▶ PAGE:
(begin)
Although Japanese prints inspired Modernist artists, it is modernism that ultimately brought Japanese woodblock printing to an end. It persisted after western printing methods came to Japan surviving to around 1905 when woodblock prints finally gave way to new media such as lithography and photography.

However, in the 1910s, Ukiyo-e prints were somewhat revived as a classical art form.

 

 

“The Old Man Crazy to Paint”

In 1834, Hokusai started calling himself Gakyō Rōjin, which means “the old man crazy to paint”. Hokusai produced some of his best work in these final decades. He had only begun Thirty-Six Views of Mount Fuji at the age of 70. As he said himself: “Until the age of 70, nothing I drew was worth notice. At 73 years, I was unable to fathom the growth of plants, trees and the structure of birds, animals, insects, and fish.”

Katsushika Hokusai Portrait Head of an old man (early 1840s) by Katsushika Hokusai; Public Domain, Link

Hokusai moved to Obuse when he was 83 and his eccentricities expanded. He worked from dawn to after dusk dedicating his life to art. He started his day with an exorcism which involved painting a Chinese lion on a piece of paper then throwing it out the window to ward off evil spirits. He stopped cleaning and would let his studio fester with dirt and clutter and when it became unbearable, he would simply move, which he was said to have done 93 times.

Hokusai paintings, sketches, and prints exceed the tens of thousands.

At 88, he began focusing on painting, signing his work with the character 100 and a red seal as a talisman for immortal life. He was convinced that he would live to 110 which he envisioned as his artistic prime. He wrote “if heaven will afford me five more years of life, then I will become a true artist.”
(end)
▶ WRITTEN TASKS:
1) According to the passage on Hokusai, how many times was he said to have moved?
2) Output the lines of the records as a JSON list of strings, one string per line and no blank lines, starting at the first line of the records and ending at the line containing "[144,168,436,179]".

Data extracted from a collection
(begin)
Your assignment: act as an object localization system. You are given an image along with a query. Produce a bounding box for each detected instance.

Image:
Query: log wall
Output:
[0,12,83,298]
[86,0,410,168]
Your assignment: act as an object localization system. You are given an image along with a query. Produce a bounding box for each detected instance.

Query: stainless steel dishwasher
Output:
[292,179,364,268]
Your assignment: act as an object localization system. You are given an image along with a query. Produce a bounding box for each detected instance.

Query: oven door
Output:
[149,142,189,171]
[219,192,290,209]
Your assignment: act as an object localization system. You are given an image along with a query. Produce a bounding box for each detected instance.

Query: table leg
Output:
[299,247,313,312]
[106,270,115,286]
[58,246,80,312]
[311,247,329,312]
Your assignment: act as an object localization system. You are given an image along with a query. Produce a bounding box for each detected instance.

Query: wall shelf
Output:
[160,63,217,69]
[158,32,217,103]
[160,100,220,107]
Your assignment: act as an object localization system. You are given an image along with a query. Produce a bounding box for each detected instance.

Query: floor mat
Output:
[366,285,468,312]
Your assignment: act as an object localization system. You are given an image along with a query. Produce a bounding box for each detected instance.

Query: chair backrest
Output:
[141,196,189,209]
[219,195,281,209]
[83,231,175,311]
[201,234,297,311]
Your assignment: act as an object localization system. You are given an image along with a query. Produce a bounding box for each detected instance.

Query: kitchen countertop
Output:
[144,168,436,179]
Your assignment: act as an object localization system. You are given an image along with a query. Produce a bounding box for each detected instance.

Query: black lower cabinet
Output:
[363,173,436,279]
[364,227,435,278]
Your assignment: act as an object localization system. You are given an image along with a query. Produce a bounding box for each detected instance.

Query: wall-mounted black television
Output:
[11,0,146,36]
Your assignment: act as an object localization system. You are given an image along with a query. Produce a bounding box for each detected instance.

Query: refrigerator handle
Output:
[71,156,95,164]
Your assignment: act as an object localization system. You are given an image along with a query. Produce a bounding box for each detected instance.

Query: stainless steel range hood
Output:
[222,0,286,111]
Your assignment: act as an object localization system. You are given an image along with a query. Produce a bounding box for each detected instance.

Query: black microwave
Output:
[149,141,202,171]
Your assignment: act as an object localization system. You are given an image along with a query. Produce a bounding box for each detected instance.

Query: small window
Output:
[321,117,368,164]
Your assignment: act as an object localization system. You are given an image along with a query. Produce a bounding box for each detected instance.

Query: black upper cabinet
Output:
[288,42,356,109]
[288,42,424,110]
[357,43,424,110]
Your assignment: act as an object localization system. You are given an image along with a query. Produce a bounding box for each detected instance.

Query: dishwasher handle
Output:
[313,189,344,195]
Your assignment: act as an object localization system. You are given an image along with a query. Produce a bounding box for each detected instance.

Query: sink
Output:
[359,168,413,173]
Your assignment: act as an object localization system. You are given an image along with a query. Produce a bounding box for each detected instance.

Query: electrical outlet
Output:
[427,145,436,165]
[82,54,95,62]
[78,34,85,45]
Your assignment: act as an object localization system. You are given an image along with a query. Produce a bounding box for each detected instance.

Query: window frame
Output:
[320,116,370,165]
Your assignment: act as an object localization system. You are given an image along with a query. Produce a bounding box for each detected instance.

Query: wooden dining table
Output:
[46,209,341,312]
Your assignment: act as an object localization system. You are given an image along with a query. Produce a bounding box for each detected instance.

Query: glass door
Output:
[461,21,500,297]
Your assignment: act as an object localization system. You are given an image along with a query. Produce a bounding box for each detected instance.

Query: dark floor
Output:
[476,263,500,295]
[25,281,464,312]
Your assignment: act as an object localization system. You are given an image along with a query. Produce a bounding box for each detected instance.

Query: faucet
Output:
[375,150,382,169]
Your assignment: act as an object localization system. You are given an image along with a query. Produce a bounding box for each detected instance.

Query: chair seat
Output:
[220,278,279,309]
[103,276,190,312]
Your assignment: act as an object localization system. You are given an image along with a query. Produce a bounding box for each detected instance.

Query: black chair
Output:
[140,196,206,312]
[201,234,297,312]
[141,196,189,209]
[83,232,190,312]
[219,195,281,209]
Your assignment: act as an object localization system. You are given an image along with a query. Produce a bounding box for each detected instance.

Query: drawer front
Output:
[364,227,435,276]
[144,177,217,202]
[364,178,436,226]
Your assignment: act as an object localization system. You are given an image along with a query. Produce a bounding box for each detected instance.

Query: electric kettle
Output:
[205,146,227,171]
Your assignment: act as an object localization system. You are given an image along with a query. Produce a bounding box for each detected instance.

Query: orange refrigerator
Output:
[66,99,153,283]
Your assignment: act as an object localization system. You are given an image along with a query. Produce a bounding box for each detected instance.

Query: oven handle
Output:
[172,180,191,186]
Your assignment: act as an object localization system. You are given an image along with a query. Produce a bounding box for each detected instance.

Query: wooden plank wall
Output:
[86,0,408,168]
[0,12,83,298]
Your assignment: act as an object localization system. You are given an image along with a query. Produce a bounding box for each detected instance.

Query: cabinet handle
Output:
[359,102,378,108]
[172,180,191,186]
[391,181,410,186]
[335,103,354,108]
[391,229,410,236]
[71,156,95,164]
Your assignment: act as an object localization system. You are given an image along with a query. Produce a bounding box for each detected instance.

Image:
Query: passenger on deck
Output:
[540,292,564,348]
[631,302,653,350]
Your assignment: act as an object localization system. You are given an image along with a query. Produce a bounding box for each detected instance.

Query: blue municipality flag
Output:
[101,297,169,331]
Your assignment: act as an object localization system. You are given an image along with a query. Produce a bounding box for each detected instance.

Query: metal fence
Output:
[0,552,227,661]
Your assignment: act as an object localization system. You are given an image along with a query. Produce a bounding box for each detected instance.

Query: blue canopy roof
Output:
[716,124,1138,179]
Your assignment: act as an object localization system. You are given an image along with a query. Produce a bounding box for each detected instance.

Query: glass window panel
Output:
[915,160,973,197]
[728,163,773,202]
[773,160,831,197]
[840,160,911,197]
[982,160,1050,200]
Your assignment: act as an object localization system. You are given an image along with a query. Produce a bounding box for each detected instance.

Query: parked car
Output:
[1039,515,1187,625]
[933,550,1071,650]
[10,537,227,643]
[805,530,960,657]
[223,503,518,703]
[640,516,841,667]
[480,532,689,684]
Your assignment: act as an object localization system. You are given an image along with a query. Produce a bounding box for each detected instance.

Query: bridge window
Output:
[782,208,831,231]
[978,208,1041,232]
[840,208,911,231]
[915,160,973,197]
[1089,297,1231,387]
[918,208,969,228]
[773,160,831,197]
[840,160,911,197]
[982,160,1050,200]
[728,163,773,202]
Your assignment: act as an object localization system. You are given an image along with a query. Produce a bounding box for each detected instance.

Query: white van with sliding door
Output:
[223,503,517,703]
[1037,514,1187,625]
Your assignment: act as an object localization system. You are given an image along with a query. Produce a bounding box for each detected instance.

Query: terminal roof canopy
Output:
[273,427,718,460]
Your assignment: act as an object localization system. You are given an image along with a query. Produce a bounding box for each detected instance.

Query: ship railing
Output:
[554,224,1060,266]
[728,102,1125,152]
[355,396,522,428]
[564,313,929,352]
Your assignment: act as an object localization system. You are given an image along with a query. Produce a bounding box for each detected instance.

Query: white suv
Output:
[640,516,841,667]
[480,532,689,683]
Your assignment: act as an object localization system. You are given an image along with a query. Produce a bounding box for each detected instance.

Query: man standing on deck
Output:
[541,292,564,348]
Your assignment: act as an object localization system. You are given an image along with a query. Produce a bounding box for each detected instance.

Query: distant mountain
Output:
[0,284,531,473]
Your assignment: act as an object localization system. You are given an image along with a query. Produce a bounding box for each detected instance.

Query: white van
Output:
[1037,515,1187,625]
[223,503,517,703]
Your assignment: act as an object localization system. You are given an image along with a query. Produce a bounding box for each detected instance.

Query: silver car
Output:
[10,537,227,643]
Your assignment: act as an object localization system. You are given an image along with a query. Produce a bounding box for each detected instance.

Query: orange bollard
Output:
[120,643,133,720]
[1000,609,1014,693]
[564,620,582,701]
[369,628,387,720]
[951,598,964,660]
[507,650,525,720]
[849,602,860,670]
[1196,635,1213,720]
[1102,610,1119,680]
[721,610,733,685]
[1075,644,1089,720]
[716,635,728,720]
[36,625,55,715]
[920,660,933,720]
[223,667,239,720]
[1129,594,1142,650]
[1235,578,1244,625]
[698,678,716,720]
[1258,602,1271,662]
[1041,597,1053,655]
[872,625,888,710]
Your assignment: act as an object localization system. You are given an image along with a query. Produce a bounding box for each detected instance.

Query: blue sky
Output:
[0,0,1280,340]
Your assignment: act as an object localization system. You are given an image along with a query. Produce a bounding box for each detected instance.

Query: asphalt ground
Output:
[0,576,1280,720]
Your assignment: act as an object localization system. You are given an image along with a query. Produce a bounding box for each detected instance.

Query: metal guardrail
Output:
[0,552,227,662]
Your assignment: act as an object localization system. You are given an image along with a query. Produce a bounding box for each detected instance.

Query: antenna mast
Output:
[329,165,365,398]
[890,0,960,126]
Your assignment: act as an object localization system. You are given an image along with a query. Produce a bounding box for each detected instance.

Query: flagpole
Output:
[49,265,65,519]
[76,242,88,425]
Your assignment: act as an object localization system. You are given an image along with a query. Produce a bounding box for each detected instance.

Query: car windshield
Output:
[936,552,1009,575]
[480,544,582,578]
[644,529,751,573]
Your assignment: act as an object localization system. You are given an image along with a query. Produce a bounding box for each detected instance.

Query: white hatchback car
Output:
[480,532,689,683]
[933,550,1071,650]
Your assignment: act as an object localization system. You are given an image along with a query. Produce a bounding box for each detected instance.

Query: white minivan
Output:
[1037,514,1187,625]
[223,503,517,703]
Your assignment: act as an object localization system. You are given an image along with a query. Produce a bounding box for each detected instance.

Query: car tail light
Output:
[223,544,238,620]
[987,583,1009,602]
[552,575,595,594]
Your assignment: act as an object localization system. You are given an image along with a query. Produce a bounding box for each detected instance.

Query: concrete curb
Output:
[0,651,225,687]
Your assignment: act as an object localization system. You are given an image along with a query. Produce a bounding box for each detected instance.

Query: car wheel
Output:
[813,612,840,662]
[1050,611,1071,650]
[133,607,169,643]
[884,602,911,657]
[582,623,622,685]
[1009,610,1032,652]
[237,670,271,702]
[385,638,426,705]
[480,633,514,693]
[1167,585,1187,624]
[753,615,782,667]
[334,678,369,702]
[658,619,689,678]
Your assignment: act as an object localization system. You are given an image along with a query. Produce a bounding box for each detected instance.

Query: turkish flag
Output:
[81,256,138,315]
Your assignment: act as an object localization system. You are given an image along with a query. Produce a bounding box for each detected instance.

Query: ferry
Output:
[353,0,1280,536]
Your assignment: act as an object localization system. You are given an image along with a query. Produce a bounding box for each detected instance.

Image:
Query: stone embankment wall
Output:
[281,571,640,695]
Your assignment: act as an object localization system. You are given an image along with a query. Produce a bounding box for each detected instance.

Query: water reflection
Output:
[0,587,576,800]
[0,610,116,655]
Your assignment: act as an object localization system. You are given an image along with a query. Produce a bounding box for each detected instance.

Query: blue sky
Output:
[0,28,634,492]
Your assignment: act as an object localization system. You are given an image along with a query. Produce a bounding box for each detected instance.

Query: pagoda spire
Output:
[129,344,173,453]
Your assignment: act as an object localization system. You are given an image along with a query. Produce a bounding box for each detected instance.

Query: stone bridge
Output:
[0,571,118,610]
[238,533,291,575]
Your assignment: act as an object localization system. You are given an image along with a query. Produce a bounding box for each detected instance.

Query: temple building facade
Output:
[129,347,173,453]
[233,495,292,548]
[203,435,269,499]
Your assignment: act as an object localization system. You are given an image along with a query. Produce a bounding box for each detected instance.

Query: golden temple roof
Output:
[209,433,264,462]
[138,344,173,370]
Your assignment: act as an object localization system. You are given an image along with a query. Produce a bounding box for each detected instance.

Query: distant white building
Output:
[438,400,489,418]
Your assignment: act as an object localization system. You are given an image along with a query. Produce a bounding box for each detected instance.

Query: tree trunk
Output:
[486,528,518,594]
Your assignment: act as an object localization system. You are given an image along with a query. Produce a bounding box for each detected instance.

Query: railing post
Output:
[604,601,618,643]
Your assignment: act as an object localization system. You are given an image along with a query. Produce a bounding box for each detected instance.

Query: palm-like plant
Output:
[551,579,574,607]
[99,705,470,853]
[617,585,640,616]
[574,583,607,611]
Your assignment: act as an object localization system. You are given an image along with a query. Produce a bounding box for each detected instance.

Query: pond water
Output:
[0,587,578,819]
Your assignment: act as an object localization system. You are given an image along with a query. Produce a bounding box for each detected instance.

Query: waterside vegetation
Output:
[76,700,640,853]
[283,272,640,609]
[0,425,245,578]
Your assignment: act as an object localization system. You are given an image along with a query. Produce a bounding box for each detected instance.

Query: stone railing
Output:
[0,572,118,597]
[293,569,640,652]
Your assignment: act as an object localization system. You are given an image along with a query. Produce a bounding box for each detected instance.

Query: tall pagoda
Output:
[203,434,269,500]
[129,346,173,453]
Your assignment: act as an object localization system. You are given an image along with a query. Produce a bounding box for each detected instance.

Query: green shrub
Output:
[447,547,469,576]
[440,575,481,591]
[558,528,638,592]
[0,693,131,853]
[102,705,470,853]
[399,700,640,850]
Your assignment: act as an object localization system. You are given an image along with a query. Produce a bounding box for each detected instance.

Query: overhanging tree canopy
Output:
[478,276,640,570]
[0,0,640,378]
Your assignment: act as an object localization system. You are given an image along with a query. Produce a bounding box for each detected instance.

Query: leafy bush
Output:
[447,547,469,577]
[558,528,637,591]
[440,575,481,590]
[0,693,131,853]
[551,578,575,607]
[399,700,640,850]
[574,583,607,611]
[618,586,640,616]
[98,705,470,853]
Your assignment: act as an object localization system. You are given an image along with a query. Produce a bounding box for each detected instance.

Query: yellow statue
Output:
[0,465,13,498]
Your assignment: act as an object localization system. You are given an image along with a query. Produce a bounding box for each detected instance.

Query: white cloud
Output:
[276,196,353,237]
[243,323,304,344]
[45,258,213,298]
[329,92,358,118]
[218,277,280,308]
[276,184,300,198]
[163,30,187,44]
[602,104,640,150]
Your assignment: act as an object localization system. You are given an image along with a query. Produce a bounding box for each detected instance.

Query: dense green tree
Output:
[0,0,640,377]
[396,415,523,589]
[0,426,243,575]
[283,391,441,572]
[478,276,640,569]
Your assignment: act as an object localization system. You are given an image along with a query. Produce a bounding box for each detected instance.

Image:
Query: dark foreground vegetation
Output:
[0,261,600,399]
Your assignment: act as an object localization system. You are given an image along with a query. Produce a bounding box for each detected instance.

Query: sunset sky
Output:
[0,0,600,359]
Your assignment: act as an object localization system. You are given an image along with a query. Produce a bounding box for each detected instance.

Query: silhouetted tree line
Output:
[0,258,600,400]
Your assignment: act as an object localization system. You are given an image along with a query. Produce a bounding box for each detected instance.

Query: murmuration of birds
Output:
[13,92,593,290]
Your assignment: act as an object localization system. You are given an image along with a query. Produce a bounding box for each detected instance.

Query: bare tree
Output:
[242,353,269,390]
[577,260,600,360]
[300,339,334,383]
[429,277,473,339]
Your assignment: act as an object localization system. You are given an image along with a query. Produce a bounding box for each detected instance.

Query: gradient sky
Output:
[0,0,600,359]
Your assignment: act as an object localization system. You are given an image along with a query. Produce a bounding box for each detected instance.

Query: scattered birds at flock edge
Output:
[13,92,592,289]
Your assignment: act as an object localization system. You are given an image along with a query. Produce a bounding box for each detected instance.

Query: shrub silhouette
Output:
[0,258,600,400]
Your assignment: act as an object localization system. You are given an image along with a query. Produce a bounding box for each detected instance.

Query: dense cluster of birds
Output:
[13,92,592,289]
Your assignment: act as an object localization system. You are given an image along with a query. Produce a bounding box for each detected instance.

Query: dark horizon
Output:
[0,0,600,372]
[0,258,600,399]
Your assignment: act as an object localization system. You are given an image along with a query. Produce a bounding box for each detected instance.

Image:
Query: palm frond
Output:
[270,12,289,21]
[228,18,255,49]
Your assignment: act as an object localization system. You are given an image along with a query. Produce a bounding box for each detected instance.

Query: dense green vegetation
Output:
(end)
▶ RESPONSE LIST:
1) He was said to have moved 93 times.

2)
[
  "Your assignment: act as an object localization system. You are given an image along with a query. Produce a bounding box for each detected instance.",
  "Image:",
  "Query: log wall",
  "Output:",
  "[0,12,83,298]",
  "[86,0,410,168]",
  "Your assignment: act as an object localization system. You are given an image along with a query. Produce a bounding box for each detected instance.",
  "Query: stainless steel dishwasher",
  "Output:",
  "[292,179,364,268]",
  "Your assignment: act as an object localization system. You are given an image along with a query. Produce a bounding box for each detected instance.",
  "Query: oven door",
  "Output:",
  "[149,142,189,171]",
  "[219,192,290,209]",
  "Your assignment: act as an object localization system. You are given an image along with a query. Produce a bounding box for each detected instance.",
  "Query: table leg",
  "Output:",
  "[299,247,313,312]",
  "[106,270,115,286]",
  "[58,246,80,312]",
  "[311,247,329,312]",
  "Your assignment: act as an object localization system. You are given an image along with a query. Produce a bounding box for each detected instance.",
  "Query: wall shelf",
  "Output:",
  "[160,63,217,69]",
  "[158,32,217,103]",
  "[160,100,220,107]",
  "Your assignment: act as an object localization system. You are given an image along with a query. Produce a bounding box for each detected instance.",
  "Query: floor mat",
  "Output:",
  "[366,285,468,312]",
  "Your assignment: act as an object localization system. You are given an image along with a query. Produce a bounding box for each detected instance.",
  "Query: chair backrest",
  "Output:",
  "[141,196,189,209]",
  "[219,195,281,209]",
  "[83,231,175,311]",
  "[201,234,297,311]",
  "Your assignment: act as an object localization system. You are given an image along with a query. Produce a bounding box for each detected instance.",
  "Query: kitchen countertop",
  "Output:",
  "[144,168,436,179]"
]